### EXERCISE AIM
Extend the transcript below about the pandemic-era public health rule used at the border, picking up right after its final sentence.

And so they found this provision in the public health code that allowed them to say, “Let’s deny folks the chance to actually apply for asylum on public health grounds,” essentially to keep disease out of the country. They tried to put that in place before the pandemic and didn’t succeed, but when the pandemic came around, it was a pretty natural thing for them to try to use.
And there were a lot of immigration advocates who believed that, while there was clearly a pandemic, the real intentions behind the Trump administration putting it into place were really darker motives, intended to keep the migrants that Trump had criticized so harshly out of the country, and to use the public health rule as an excuse.
KANNO-YOUNGS: Biden often campaigned on breaking away from the Trump administration’s restrictionist border policies. This was one policy he didn’t mention as much during the campaign. The administration has relied on the policy up until this month, when it said it would lift it on May 23.

### RECORDS SHOWN
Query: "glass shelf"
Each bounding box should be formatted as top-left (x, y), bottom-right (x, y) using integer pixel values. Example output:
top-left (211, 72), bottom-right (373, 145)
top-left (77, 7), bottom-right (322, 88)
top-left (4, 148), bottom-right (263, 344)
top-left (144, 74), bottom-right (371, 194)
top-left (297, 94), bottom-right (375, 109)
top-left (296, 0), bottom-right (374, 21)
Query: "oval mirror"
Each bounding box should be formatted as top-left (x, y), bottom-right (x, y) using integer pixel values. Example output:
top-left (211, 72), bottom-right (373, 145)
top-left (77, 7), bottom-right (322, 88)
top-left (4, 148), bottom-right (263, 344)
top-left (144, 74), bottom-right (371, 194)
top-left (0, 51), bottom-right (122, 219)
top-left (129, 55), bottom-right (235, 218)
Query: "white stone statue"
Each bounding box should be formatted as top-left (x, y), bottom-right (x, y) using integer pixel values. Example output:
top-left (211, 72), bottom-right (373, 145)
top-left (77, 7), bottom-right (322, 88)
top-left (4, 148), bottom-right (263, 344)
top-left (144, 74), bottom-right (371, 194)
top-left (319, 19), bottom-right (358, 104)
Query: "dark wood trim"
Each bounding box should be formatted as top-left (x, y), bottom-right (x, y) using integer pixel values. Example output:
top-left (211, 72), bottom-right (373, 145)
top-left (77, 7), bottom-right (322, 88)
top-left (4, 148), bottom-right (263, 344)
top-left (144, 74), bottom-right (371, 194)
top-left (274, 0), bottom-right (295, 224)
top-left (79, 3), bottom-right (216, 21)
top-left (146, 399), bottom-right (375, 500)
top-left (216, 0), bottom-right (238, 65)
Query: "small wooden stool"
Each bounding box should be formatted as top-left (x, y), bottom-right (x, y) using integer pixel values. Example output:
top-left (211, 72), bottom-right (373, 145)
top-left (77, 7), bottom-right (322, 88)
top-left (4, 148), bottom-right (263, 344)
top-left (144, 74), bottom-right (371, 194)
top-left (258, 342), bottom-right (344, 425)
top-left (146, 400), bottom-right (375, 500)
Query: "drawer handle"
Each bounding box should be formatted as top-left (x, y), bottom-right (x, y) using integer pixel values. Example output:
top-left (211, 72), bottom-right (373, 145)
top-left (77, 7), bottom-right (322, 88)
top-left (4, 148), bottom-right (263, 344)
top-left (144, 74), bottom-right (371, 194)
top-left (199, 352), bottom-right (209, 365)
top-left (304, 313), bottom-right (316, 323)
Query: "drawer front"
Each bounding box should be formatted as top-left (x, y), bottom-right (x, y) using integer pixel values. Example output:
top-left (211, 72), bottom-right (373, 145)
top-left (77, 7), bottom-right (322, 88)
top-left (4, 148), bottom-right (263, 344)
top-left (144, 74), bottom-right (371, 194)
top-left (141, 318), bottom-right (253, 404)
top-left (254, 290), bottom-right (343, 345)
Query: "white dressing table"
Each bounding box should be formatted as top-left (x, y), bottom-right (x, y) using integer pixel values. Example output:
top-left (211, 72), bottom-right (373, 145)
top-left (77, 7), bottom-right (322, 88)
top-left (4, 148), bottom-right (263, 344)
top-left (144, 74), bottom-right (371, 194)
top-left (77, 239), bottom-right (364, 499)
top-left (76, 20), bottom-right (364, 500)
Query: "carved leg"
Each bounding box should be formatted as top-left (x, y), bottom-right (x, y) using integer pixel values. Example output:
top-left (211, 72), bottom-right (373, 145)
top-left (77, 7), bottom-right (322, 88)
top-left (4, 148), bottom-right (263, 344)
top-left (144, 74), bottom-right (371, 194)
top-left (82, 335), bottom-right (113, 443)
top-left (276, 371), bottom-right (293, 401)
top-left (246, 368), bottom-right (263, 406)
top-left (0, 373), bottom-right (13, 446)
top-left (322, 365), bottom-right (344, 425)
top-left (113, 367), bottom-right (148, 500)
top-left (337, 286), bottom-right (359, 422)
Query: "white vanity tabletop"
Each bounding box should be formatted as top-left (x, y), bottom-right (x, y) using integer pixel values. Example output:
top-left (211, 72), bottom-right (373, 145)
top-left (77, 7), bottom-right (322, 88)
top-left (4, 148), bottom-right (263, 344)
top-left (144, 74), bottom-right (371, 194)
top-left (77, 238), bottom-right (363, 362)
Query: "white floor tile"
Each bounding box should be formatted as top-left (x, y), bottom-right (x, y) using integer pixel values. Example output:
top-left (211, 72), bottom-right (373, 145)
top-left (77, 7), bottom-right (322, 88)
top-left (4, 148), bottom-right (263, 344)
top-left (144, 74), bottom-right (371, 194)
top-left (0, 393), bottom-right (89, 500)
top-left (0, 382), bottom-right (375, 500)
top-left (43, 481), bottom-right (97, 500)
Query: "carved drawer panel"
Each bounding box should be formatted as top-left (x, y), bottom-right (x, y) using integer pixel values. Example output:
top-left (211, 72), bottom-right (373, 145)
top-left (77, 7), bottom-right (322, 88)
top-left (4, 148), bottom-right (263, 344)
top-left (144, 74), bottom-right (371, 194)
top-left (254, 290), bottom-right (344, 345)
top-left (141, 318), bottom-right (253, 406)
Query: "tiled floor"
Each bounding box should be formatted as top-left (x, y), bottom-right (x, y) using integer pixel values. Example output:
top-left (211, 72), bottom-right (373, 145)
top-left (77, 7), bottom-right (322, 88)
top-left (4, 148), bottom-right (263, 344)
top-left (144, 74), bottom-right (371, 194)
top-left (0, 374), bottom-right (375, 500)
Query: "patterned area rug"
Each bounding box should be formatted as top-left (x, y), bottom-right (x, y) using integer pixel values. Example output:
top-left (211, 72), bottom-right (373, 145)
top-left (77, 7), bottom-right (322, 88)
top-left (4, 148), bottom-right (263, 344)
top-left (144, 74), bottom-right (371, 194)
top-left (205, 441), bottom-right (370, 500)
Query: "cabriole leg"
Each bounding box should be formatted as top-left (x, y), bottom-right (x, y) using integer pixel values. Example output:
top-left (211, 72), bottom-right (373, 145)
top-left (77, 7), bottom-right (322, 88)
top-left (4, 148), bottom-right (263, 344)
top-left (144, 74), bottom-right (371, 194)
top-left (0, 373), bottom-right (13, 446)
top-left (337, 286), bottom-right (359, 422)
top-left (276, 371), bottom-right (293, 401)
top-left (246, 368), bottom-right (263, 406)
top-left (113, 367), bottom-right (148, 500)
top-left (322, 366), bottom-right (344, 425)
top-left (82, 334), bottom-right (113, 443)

### OUTPUT FOR THIS TASK
ASKARINAM: How is it enforced? It’s not an administrative action, right?
SHEAR: Title 42 is a big section of the U.S. Code that involves tens of thousands of pages of regulation and federal law. The relevant part of Title 42 is its public health section.
At some point, Congress passed a series of laws that essentially delegate to the director of the Centers for Disease Control and Prevention the ability to restrict entry into the U.S. when the agency’s director deems that a public health emergency would be made worse by letting people into the country.